Задания для работы –
a) Ответьте по фрагменту о Лермонтове на три вопроса:
(i) Перед чем не отступают современные «римляне»?
(ii) Кто бросил свое тонкое перо?
(iii) Что умирающий воин просит сказать родителям о полке?
b) Перепечатайте из фрагмента о Лермонтове отрывок от слов «Но имя Лермонтова» до слов «меня не ждали.» включительно.

Фрагмент текста –
....
Теперь литература – какое-то воспоминание. Кровавый занавес войны отодвинул ее в большую даль, и нынче дело не в слове. Знаменитый клик Архимеда при нападении римлян на Сиракузы: «Noli tangere circulos meos!»[1], как известно, не встретил отклика: Архимед был убит и его геометрических построений не уважили[2]. Современные «римляне» тоже не щадят никаких строений, никаких строителей, не отступают перед Лувеном и перед Реймским собором[3], – торжествует одна железная сила. К тому же в наши дни мало кто чувствует себя Архимедом, мало кому не будет совестно заступаться за свои circulos, и не один изобразитель чертежей, букв, всяческой графики, не один мирный писатель чувствует себя теперь каким-то лишним человеком; даже Анатоль Франс бросил свое тонкое перо[4].
Но имя Лермонтова в сотый день его рождения уместно произнести хотя бы и в такую минуту истории; как ни ужасны звуки и отзвуки войны, они заглушить его не в силах. Это имя тем более современно теперь, что как раз войне, ее стихии Лермонтов отдал много художественного внимания и на все бурное, грозное, боевое душа его страстно откликалась. С разными вариантами, на многие лады повторяются сегодня стихи его «Завещания»: умирающий воин просит товарища —
А если спросит кто-нибудь…
Ну кто бы ни спросил, —
Скажи им, что навылет в грудь
Я пулей ранен был.
Что умер честно за царя
И что родному краю
Поклон я посылаю.
А родителям надо смягчить весть:
…если кто из них и жив,
Скажи, что я писать ленив,
Что полк в поход послали
И чтоб меня не ждали.
....
[Данные, выбранные из коллекции]

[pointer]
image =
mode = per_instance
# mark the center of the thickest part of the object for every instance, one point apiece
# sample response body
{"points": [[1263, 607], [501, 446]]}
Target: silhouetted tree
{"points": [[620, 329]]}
....
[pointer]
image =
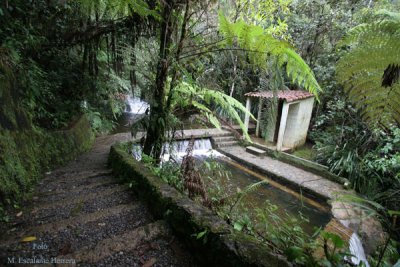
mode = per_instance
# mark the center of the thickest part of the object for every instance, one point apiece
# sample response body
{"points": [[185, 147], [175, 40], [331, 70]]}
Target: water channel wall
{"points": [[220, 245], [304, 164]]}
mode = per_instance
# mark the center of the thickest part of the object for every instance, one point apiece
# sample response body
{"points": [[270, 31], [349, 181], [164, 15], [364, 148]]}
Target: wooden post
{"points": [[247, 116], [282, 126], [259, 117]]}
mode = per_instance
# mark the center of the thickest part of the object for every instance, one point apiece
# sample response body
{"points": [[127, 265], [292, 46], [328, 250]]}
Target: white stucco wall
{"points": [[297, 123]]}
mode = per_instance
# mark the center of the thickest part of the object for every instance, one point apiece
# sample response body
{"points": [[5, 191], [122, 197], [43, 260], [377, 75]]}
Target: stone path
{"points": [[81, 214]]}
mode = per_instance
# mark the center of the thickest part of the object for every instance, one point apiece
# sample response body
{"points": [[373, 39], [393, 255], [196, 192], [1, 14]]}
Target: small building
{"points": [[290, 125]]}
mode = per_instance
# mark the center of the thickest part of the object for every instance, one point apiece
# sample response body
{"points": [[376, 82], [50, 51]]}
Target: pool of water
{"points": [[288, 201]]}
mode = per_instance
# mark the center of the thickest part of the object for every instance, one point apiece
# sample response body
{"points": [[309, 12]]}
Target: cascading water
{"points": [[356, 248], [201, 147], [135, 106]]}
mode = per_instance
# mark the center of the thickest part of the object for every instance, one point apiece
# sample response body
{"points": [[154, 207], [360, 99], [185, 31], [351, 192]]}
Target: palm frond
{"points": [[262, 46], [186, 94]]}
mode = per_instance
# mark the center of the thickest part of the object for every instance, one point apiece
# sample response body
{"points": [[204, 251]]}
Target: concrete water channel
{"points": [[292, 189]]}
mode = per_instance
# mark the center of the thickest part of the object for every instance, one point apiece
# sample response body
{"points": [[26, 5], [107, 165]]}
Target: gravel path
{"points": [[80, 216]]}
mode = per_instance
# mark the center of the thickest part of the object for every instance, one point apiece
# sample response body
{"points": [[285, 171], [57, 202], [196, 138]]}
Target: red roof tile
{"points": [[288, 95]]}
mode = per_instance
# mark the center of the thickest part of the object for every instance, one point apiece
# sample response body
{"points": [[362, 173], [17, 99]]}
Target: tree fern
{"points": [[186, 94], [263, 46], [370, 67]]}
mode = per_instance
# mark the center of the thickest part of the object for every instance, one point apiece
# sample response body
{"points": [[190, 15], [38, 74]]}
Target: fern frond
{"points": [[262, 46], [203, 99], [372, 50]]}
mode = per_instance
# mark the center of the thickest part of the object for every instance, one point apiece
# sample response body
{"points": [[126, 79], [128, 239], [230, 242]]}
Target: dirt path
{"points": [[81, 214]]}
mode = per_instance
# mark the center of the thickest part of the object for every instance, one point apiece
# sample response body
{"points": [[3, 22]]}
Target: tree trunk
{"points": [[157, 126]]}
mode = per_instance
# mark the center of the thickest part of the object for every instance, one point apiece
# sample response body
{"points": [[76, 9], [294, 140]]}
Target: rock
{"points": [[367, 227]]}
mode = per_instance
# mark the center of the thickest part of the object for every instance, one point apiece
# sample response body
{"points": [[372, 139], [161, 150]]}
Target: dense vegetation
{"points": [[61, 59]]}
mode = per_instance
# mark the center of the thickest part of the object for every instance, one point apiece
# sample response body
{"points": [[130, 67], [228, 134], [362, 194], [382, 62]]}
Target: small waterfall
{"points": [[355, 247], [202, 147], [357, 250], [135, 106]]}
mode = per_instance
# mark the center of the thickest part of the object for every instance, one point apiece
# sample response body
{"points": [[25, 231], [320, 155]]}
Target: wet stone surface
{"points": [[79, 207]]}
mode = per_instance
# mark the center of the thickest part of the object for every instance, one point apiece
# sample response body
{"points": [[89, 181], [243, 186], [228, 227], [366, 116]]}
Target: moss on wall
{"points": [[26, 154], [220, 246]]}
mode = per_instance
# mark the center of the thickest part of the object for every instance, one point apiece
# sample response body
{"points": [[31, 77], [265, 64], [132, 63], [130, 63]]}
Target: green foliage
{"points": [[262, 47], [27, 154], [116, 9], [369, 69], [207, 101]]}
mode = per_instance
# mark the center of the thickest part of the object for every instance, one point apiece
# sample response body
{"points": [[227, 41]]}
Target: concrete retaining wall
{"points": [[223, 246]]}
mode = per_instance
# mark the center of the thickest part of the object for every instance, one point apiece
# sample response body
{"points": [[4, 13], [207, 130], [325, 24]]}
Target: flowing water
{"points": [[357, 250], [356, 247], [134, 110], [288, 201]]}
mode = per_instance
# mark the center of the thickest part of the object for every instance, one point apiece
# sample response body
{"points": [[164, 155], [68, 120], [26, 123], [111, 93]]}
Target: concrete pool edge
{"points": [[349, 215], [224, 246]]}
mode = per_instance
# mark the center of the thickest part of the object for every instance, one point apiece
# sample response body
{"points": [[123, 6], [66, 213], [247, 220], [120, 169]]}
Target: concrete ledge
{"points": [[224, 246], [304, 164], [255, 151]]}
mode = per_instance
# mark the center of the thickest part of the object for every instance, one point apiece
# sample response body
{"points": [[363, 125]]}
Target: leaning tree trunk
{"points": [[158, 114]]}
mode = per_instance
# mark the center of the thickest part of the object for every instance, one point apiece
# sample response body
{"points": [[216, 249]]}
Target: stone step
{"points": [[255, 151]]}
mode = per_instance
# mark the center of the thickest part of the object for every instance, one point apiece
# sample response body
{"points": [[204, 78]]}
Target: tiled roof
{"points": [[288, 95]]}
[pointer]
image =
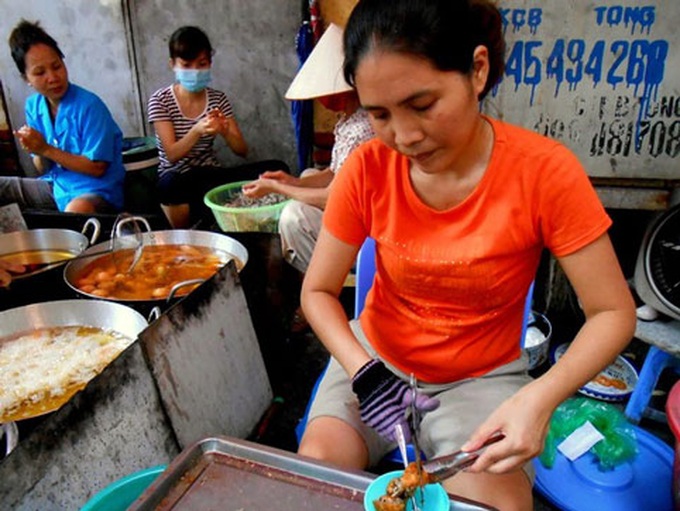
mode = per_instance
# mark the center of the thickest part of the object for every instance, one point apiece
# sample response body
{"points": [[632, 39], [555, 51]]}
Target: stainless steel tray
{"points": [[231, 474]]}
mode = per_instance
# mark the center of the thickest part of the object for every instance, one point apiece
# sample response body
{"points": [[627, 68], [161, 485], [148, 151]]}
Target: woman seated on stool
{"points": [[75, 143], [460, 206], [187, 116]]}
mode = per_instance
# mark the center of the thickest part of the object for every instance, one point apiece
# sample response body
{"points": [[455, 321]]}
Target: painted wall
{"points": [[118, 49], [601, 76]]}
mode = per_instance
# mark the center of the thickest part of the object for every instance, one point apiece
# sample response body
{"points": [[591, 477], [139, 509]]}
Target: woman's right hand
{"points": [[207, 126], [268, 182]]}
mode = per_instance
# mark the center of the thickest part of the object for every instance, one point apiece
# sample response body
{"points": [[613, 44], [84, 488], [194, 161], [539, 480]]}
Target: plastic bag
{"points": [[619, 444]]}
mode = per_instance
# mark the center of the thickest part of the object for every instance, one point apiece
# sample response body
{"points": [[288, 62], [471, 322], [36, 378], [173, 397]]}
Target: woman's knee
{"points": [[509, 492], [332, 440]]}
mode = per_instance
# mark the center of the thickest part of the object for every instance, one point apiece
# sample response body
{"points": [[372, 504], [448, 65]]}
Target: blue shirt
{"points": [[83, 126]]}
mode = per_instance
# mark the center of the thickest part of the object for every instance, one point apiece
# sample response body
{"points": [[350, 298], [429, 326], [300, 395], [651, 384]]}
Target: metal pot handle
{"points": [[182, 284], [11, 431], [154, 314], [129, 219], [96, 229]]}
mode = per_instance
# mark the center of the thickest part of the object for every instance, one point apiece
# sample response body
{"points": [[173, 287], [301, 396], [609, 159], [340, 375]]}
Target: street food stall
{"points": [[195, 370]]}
....
Решения по заданиям –
a)
(i) Перед Лувеном и перед Реймским собором.
(ii) Анатоль Франс.
(iii) Что полк в поход послали.

b)
Но имя Лермонтова в сотый день его рождения уместно произнести хотя бы и в такую минуту истории; как ни ужасны звуки и отзвуки войны, они заглушить его не в силах. Это имя тем более современно теперь, что как раз войне, ее стихии Лермонтов отдал много художественного внимания и на все бурное, грозное, боевое душа его страстно откликалась. С разными вариантами, на многие лады повторяются сегодня стихи его «Завещания»: умирающий воин просит товарища —
А если спросит кто-нибудь…
Ну кто бы ни спросил, —
Скажи им, что навылет в грудь
Я пулей ранен был.
Что умер честно за царя
И что родному краю
Поклон я посылаю.
А родителям надо смягчить весть:
…если кто из них и жив,
Скажи, что я писать ленив,
Что полк в поход послали
И чтоб меня не ждали.